== USING THE INFORMATION ==
(1) According to the article below on what happens in the brain during technical training, how many participants and how many countries did it take the author to see that the hard-drive assumption is wrong?
(2) Rewrite the paragraph of the article below on the brain in technical training that begins "What I actually watch happen" as a short list, keeping its main facts.
(3) Continue the article below on what happens in the brain during technical training, picking up after its final paragraph.

START SELECTED EXCERPT

What happens in the brain during technical training
The brain is not a hard drive. After training over a thousand participants, I can tell you exactly what it is doing instead — and why most training programs design straight past it.
Practice EnablementOctober 202510 min read
We tend to design training as if the learner's brain is a hard drive. You load the content in, it stores it, and the participant walks out the other side with a new capability installed. That is the operating assumption behind most training programs I have encountered — and delivered, early in my career. Cover the material. Demonstrate the steps. Run the exercise. Repeat. If you covered it, it's been taught. If it's been taught, it's been learned.
It has taken me over a thousand participants across five countries to understand how wrong that assumption is.
What I actually watch happen in technical training rooms is something quite different. People are not passively receiving information. They are doing four things, more or less simultaneously, most of which work against what I am trying to teach them. They are matching patterns against what they already know. They are making associations — some accurate, some not. They are compressing everything I give them into something shorter and simpler. And they are quietly discarding most of it.
None of this is conscious. None of it is deliberate. It is just what the brain does when you put it in a room and ask it to learn something new. Understanding these four things has changed how I design every program I now build. Not as theory — as observable behaviour that I have seen repeat across rooms, across roles, across countries.
They are pattern-matching, not absorbing
The first thing a learner does when they encounter new content is look for something they already know to attach it to. They are not starting from zero. Nobody in a technical training room is ever starting from zero. They have years of experience in adjacent systems, prior tools, former jobs, things they half-learned and forgot and half-remember. All of that is sitting underneath the surface of the room, and the brain is immediately checking: does this new thing look like something I already have?
When the match is good, learning accelerates. A developer who understands REST APIs picks up a new API framework faster than someone without that foundation — because the brain has somewhere to put it. The new information hooks onto an existing structure and the whole thing clicks together quickly.
When the match is wrong, you have a bigger problem than no prior knowledge at all.
I ran a program once for a cohort transitioning from one cloud platform to another. Senior people, technically strong, all with years of hands-on experience. They were the most dangerous room I have ever been in — not because they were difficult, but because they were confident. Every new concept arrived, and the brain immediately matched it to the equivalent thing in the old platform. Same name. Different behaviour. The match felt right, so nobody questioned it. They walked out of the program certain they understood the material, and they did — except in the places where their mental model was built on a comparison that didn't hold.

END SELECTED EXCERPT
START GIVEN DATA

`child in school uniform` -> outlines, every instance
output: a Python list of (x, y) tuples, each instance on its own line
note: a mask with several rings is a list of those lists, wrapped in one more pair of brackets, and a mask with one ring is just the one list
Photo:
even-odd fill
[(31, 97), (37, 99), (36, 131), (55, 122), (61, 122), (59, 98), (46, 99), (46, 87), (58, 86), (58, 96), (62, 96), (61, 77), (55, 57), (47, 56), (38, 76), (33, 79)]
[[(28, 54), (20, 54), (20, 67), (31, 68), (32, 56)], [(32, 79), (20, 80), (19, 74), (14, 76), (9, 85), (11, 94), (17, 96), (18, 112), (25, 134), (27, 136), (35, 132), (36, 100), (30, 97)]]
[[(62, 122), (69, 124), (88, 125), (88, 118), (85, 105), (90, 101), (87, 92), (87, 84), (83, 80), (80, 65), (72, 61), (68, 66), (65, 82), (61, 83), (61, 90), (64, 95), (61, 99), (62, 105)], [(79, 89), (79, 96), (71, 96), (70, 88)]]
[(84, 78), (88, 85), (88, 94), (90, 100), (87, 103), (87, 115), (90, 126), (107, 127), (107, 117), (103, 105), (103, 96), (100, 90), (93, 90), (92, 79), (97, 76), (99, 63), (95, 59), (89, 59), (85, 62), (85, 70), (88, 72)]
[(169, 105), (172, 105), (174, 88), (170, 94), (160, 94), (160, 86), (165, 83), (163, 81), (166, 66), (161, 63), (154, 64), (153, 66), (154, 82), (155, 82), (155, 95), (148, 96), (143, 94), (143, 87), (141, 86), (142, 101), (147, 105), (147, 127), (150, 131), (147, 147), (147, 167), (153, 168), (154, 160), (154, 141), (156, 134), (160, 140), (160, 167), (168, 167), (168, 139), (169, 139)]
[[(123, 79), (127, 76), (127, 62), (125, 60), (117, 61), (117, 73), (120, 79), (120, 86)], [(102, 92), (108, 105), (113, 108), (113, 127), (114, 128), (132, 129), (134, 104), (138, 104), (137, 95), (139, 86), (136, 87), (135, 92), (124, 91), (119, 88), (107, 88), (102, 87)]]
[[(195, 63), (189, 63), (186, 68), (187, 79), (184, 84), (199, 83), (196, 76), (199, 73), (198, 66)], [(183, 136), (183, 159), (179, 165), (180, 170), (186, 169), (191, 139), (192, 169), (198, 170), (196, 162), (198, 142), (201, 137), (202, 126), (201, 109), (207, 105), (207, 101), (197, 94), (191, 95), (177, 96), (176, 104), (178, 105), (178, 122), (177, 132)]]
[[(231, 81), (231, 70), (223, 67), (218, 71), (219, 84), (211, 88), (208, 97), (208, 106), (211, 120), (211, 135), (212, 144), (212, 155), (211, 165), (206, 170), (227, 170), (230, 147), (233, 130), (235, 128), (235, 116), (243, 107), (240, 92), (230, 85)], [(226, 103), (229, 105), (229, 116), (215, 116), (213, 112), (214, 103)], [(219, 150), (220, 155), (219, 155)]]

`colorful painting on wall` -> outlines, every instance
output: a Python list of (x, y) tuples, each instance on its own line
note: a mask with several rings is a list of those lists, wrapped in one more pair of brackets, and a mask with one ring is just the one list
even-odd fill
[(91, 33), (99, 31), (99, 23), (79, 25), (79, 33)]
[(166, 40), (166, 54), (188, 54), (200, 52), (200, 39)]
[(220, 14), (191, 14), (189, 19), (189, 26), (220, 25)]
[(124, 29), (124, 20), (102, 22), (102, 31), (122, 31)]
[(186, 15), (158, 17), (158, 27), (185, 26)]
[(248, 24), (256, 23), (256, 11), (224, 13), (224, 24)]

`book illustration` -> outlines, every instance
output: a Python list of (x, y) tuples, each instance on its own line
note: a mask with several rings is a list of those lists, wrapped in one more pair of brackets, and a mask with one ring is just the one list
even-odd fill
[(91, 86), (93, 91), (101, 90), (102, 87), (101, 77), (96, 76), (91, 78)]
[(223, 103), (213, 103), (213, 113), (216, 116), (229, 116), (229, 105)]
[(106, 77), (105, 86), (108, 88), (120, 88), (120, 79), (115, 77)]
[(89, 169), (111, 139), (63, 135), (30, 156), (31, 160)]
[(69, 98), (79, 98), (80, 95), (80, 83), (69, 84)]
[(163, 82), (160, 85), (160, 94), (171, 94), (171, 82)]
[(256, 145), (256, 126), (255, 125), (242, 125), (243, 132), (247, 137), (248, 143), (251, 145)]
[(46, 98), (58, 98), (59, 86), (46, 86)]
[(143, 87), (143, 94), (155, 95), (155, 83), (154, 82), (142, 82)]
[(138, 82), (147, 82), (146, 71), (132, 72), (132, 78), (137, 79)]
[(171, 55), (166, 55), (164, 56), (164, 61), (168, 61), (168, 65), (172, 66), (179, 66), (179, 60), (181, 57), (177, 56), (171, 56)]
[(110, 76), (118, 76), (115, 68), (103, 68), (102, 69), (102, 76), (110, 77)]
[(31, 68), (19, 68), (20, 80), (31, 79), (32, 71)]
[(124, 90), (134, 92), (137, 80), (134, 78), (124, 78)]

END GIVEN DATA

== SOLVED PROBLEMS ==
(1) Over a thousand participants across five countries.

(2)
People in technical training rooms are not passively receiving information. At roughly the same time, they do four things, most of which work against what is being taught:
- They match patterns against what they already know.
- They make associations, some accurate and some not.
- They compress everything they are given into something shorter and simpler.
- They quietly discard most of it.

(3)
Those are the failures that only show up three weeks later, in production, when something breaks in a way the participant cannot explain.
A wrong pattern match is more dangerous than no pattern at all. The learner who knows nothing proceeds carefully. The learner with a confident wrong assumption doesn't know to check.
The design implication is direct: you cannot ignore what people already know. The first hour of any program should surface it. Not as a warm-up exercise — as a diagnostic. What they tell you about their prior experience tells you exactly where the dangerous matches are. Those are the places you need to name explicitly and address head-on, before the program moves forward. Left unaddressed, they run underneath everything you teach for the rest of the week.
They compress everything
The brain cannot hold everything you give it at the same time. So it summarises. Constantly, automatically, without asking permission. The five-step configuration process becomes "basically like the old system." The three-tier architecture you spent forty minutes on becomes "oh, it's just a proxy." The nuance you built carefully across two hours collapses, mid-session, into a two-word mental shorthand.
You can watch this happen if you know what to look for. There is a moment — usually somewhere in the second half of a module — where a participant starts answering questions slightly faster than they should, with slightly more confidence than the material warrants. The compression has happened. They have built a simplified version of the concept and filed it. They are now working from that version, not from what you taught them.
This is not laziness. It is not disengagement. It is the brain doing exactly what the brain does when it is given more than it can carry. It finds the pattern, builds a shortcut, and moves on.